▸ **Your task**:
Can you quote the forum thread about using a classic car as a daily driver word for word, from "# Daily Driver?" to "a $15000 truck."?

▸ **Quoted text**:
# Daily Driver?



## xcmac26 (Dec 1, 2008)

Who of you use your classic as a daily driver? Who thinks it's completely crazy?

This stems from my impatience in waiting for the LeMans to get out of the body shop and the rediculous price cuts on pickup trucks. My 10 mile/day commute would be easy enough on the car, but without a/c the summer months are going to be brutal. of course a $2000 installed a/c unit is a lot cheaper than a $15000 truck.

but back to the matter and hand, who drives em', who polishes em'?


----------



## 67/04gto (Jan 15, 2005)

you could always buy a lil beat around car for a couple hundred well really under 1k


----------



## xcmac26 (Dec 1, 2008)

i already have the problems of a classic, no need to add the problems of a used _____


----------



## rayray3 (Jan 7, 2009)

I plan on making mine a daily driver once the new engine gets installed. Its a lemans clone so im not as worried about it if i had a matching numbers GTO.

Ill actually probably drive it 3 times a week alternating on good days. Why not? Who are I saving it for? I want to use it!!!!!

I'll eventually add the creature comforts like disc brakes, vintage air and a great stereo.


----------



## crustysack (Oct 5, 2008)

I am making my car a driver- seems pointless to put all that money into something and not enjoy it every day, I will have ac, disc brakes, modern sound system, and I am putting 06 seats in so it will be comfortable - I am in the same boat as rayray3 though, not a #s matching GTO but I want a car to use- not a museum piece. I also have a truck when I need it and a motorcycle that I ride alot to work in the summer so I think the mileage is going to be kept pretty low- maybe not because I will drive the GTO every chance I get!!


----------



## Rukee (Feb 8, 2007)

I drive mine every day in the summer it's not raining. I look for reasons to go in the Goat!


----------



## Koppster (Jul 27, 2008)

Plan on driving mine at least twice a week. 70 mile round trip to work and back. Nothing like roaring down the road in loud, obnoxious GOAT! arty:


----------



## ppurfield001 (Jan 21, 2008)

Koppster said:


> Plan on driving mine at least twice a week. 70 mile round trip to work and back. Nothing like roaring down the road in loud, obnoxious GOAT! arty:


I agree that I like driving my goat every chance I get, assuming weather is OK. However, check your classic car insurance policies. Some specifically prohibit using the car to commute to work. FYI.


----------



## geeteeohguy (Feb 2, 2008)

I would drive mine to and from work if I lived more than the 2.5 miles! I used to drive them regularly when I had a longer comute. They seem to hold up better when they're driven regularly. Yes, dings and bumps can happen, but that's how it is in the real world. If you don't want to get hurt, don't go outside, and If you want to preserve your car as a time capsule, don't drive it. I'm with the mentality here: Drive and enjoy. That's what they were made for, and that's what they do best.


----------



## REX (Jan 21, 2009)

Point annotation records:

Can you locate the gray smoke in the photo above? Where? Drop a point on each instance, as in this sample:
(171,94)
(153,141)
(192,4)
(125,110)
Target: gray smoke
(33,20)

▸ **Solution to this exercise**:
# Daily Driver?



## xcmac26 (Dec 1, 2008)

Who of you use your classic as a daily driver? Who thinks it's completely crazy?

This stems from my impatience in waiting for the LeMans to get out of the body shop and the rediculous price cuts on pickup trucks. My 10 mile/day commute would be easy enough on the car, but without a/c the summer months are going to be brutal. of course a $2000 installed a/c unit is a lot cheaper than a $15000 truck.